The most salient (although perhaps not the most probable) example of a disappointing future: civilization continues to exist in essentially the same form that it has for the past few hundred years or so. If we extrapolate from civilization’s current trajectory, we might expect the long-run future to have these features:
- The human population size stabilizes at around 10 billion.
- Global poverty ceases to exist, and all humans become wealthy by today’s standards.
- Scientific and societal advances make people somewhat happier, but not transformatively so.
- Humans continue not to care about wild animals’ welfare. Wild animal suffering continues to massively dominate human happiness, such that sentient life as a whole experiences more suffering than happiness.
- We never populate other planets.
Call this the “naively extrapolated future”. We could certainly extrapolate other plausible futures from civilization’s current trajectory—for example, if we extrapolate the expanding circle of moral concern, we might predict that future humans will care much more about animals’ welfare. And if humans become sufficiently technologically powerful, we might decide to end wild animal suffering. I don’t actually believe the naively extrapolated future is the most plausible outcome—more on that later—but I do think if you asked most people what they expect the world to look like a thousand years from now, they’d predict something like it.
A note on definitions: Under the definitions of “existential catastrophe” and “disappointing future”, it’s debatable whether a disappointing future counts as a type of existential catastrophe. But when people talk about interventions to reduce existential risk, they almost always focus on near-term extinction events or global catastrophes. If civilization putters around on earth for a few billion years and then goes extinct when the sun expands, that would qualify as a disappointing future. It might technically count as an existential catastrophe, but it’s not what people usually mean by the term. If we want to reduce the risk of a disappointing future, we might want to focus on things other than typical x-risk interventions. Therefore, it’s useful to treat disappointing futures as distinct from existential catastrophes.
In this essay, I argue that disappointing futures appear comparably important to existential catastrophes. I do not attempt to argue that effective altruists should prioritize disappointing futures. In terms of the scale/neglectedness/tractability framework, this essay focuses primarily on scale (although I will touch on tractability).
The basic argument:
- The importance of a particular future equals its goodness or badness, weighted by its probability of occurring.2
- We might prefer a disappointing future over one where an existential catastrophe occurs, but both massively under-shoot civilization’s potential. Disappointing futures and existential catastrophes look comparably bad in comparison to the best possible outcomes.
- Disappointing futures are approximately as probable as existential catastrophes (to within an order of magnitude).
- Therefore, disappointing futures are about as important as existential catastrophes.
= = = = =
→ **EXERCISE TASK 1**
Switch "sneaker" to "shoe" in everything from the line containing "Please identify the white" down to the end of the listing, and give those lines again with nothing else changed.
= = = = =
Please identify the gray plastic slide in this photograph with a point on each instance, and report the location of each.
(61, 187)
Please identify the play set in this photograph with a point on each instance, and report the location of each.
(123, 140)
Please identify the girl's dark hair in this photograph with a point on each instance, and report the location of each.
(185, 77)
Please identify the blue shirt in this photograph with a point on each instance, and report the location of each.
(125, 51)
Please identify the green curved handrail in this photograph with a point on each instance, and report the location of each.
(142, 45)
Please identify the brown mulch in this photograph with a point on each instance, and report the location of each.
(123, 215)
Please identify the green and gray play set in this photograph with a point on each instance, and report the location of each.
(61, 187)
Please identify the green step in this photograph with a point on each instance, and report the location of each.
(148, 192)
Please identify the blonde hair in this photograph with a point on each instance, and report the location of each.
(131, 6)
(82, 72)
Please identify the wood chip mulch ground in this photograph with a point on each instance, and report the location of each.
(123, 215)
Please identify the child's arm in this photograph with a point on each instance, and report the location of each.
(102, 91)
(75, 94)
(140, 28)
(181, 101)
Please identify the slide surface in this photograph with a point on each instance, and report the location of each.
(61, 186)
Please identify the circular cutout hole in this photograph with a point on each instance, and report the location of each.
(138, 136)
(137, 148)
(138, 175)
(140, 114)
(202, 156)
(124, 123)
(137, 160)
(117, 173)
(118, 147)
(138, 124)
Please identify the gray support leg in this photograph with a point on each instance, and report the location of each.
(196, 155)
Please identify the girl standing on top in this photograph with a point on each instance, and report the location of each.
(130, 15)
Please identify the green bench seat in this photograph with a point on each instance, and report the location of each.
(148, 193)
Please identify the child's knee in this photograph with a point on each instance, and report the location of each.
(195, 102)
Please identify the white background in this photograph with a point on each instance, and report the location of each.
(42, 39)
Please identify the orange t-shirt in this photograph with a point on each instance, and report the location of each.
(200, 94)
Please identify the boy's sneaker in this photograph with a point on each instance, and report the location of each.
= = = = =
→ **EXERCISE TASK 2**
Say whether each statement agrees with the passage on disappointing futures, answering yes or no and quoting the deciding words of the passage: (a) In the naively extrapolated future, the human population stabilizes at about 10 billion. (b) The author believes the naively extrapolated future is the most plausible outcome. (c) The essay argues that effective altruists should prioritize disappointing futures.

→ **FULL ANSWER 1**
Please identify the white background in this photograph with a point on each instance, and report the location of each.
(42, 39)
Please identify the orange t-shirt in this photograph with a point on each instance, and report the location of each.
(200, 94)
Please identify the boy's shoe in this photograph with a point on each instance, and report the location of each.

→ **FULL ANSWER 2**
(a) Yes: "The human population size stabilizes at around 10 billion."
(b) No: "I don’t actually believe the naively extrapolated future is the most plausible outcome"
(c) No: "I do not attempt to argue that effective altruists should prioritize disappointing futures."